═════ SOURCE DOCUMENT ═════

Years ago, eviction spurred her to seek change in her life. Seeing her furniture on the lawn, like a beached shipwreck, was troubling.

“It was a wake up call,” she says. And in that respect, she supports the HOPE VI renovation of Sheppard Square — a public-private investment of $167 million to reinvent the housing project as a mixed-income neighborhood. In May, the U.S. Department of Housing and Urban Development awarded a $22 million federal grant to act as seed money for the razing and reconstruction. Sheppard Square will be the Louisville Metro Housing Authority’s third and last HOPE VI project.

Hughes hopes this inevitable move shakes those who feel stuck in the system and prompts an urgent self-sufficiency. Still, when interviewed over the summer, she sensed that many at Sheppard Square feel more apathetic than inspired.

“If no one’s ever reached out to you, why in my adult life would I think because you’re going to come tear my home down, you care about what I think or what I have to say? And that’s how they feel — ‘Just give me the money and I’ll go.’ And it eats me up,” she says. “You already tore down two projects without our say so, without our wishes, so go on and keep moving.”

Fowler agrees. She realizes the Metro Housing Authority isn’t just throwing her out on the street. All residents can opt for Section 8 rental assistance vouchers, a spot in another public housing complex, or one of the individual units scattered throughout the county. Still, Fowler doesn’t mince words about the HOPE VI relocation.

“They want to get every black person out of the East End,” she says, referring to downtown, “and put them in the West End, point blank. And I don’t like them for it. Get rid of the bad but not the good people … don’t hurt us.”

Fowler surprises herself when she gets choked up, unaware that this place — quicksand for many — means so much to her. When the new mixed-income development is open for current residents to move back to, if history is any indication, few will.

By next year, the 70-year-old, glazed, hollow tiles in each wall should be distant debris, the property ready for a new chapter. Some families have already moved out. Many in the surrounding Smoketown neighborhood are confident this will reignite the historic area, now notorious for crime, neglect and graffiti.

One of Renita Rosa’s lifelong passions is Smoketown. She’s worked on developing the area for 20 years. She lived on Roselane Street as a child. Her father, Ernest “Camp” Edwards, was a former director at the Presbyterian Community Center.

“This neighborhood, as long as I can remember, has been in survival mode,” she says. “It’s going to change. I think for the better.”

Smoketown, while poor, was a vibrant African-American community from around the time of the Civil War to World War II. It’s documented that many slaves searching for freedom settled in the area in 1865. One of the world’s most recognizable figures, Muhammad Ali, started his boxing career at the old Presbyterian Community Center. Hudson worries that Smoketown’s rich African-American heritage will diffuse if trendy lofts and upscale eateries slowly supplant Sheppard Square, a prime piece of real estate.

“I think the culture and character of Smoketown is very much at risk,” he says, adding that he’s not against progress, just concerned about a significant space and those who’ve called it home. Hudson also has a personal connection to Smoketown: His mother worked as a property manager at Sheppard Square for about a decade.

═════ RECORDS SHOWN ═════

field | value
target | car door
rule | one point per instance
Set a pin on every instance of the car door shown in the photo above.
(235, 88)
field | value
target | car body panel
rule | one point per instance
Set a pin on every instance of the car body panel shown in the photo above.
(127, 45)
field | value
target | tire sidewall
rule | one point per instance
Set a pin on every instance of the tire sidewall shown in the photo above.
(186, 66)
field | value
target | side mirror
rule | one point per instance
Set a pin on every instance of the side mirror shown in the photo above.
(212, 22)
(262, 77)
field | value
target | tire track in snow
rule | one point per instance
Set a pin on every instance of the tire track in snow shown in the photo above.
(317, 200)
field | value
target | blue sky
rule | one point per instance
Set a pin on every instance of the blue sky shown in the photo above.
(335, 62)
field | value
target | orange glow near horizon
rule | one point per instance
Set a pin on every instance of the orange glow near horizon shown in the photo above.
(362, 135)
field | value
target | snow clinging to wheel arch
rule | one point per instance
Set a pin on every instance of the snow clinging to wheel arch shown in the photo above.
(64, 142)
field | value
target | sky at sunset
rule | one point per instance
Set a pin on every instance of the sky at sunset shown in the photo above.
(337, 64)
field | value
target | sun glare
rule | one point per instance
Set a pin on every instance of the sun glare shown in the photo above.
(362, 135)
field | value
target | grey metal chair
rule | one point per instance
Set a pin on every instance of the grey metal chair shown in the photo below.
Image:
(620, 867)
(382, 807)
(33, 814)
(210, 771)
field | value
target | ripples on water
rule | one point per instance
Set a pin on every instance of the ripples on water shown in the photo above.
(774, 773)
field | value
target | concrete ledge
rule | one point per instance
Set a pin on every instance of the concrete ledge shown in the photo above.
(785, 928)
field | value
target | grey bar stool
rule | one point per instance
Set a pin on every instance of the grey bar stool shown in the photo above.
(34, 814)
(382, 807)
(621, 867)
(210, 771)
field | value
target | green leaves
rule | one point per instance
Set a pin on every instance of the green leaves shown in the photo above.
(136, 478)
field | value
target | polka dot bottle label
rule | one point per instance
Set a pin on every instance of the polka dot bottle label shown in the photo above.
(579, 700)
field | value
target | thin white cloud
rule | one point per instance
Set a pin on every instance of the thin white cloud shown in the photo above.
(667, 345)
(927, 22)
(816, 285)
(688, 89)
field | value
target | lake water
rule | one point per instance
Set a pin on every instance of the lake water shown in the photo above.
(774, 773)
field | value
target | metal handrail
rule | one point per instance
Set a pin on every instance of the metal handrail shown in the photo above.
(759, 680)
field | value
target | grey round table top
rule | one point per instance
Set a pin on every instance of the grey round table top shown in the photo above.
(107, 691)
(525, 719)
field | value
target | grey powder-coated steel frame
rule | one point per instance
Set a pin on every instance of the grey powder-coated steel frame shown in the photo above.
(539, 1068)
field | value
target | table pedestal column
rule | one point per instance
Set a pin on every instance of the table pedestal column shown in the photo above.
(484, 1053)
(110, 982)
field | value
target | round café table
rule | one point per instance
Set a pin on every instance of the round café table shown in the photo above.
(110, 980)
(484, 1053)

═════

# EXERCISES TO COMPLETE
a – Name every person mentioned by name in the article on the Sheppard Square redevelopment.
b – Continue the article on the Sheppard Square redevelopment, picking up after its final sentence.

# THE ANSWERS
a – Hughes, Fowler, Renita Rosa, Ernest "Camp" Edwards, Muhammad Ali, Hudson

b –
In the past, the quest for pleasant urban aesthetics has shuffled rather than confronted the complex plight of the displaced poor. It happened when Sheppard Square was built in the 1940s. A decade later, urban renewal followed suit.

“I think some people see it as, ‘Well, these people got out of sight out of mind,’ then you can console yourself with the belief that it’s worked out OK for them. And maybe in some cases that’s true,” Hudson says. “But those are the folks that I think are the odd ones out.”

For this story, LEO talked with more than a dozen former and current Sheppard Square and Smoketown residents. Much of the historical information comes from “Two Centuries of Black Louisville,” as well as newspaper clippings and a report on the architectural and social history of Sheppard Square, authored by local preservationist Carolyn Brooks.

What’s clear is that Sheppard Square, like many other housing projects built in the post-Depression era, was conceived with good intentions and crippled by evolving economic and social policies.

It rose with the promise of lifting people out of poverty, an idealistic goal that took the name of a remarkable man.

William Henry Sheppard’s life reads like a screenplay. Born in Virginia in 1865 as the Civil War drew to an end, Sheppard grew up in a loving, Presbyterian home. His mother, Fannie, was a free woman, so he was not born into slavery.

Sheppard writes in his book that as a child, a beautiful, Christian woman once told him, “William, I pray for you and hope some day you may go to Africa as a missionary.” The young boy had never heard of Africa.

Flash forward to February 1890. A tall, handsome African-American man boards the Adriatic at a New York pier. The Presbyterian Church had hired the 24-year old Sheppard, an ordained minister, to work as a missionary in the Congo. Accompanying him was 23-year-old Sam Lapsley, a white missionary from Alabama. While in America, the two led segregated lives. For the mission, however, they were equals — same pay, same tent, same meals occasionally consisting of river water and crackers, same exotic fevers that would require one to wrap the other in blankets.

Once in Africa, they traveled some 230 miles together. Hollywood-sized adventures followed: whirlpools in the Congo River that battered their boat, a boa constrictor that swallowed a donkey whole, an encounter with a cannibal tribe whose teeth were filed to fine, sharp points. Sheppard even discovered the elusive Kuba Kingdom that had never been visited by Europeans or other African tribes.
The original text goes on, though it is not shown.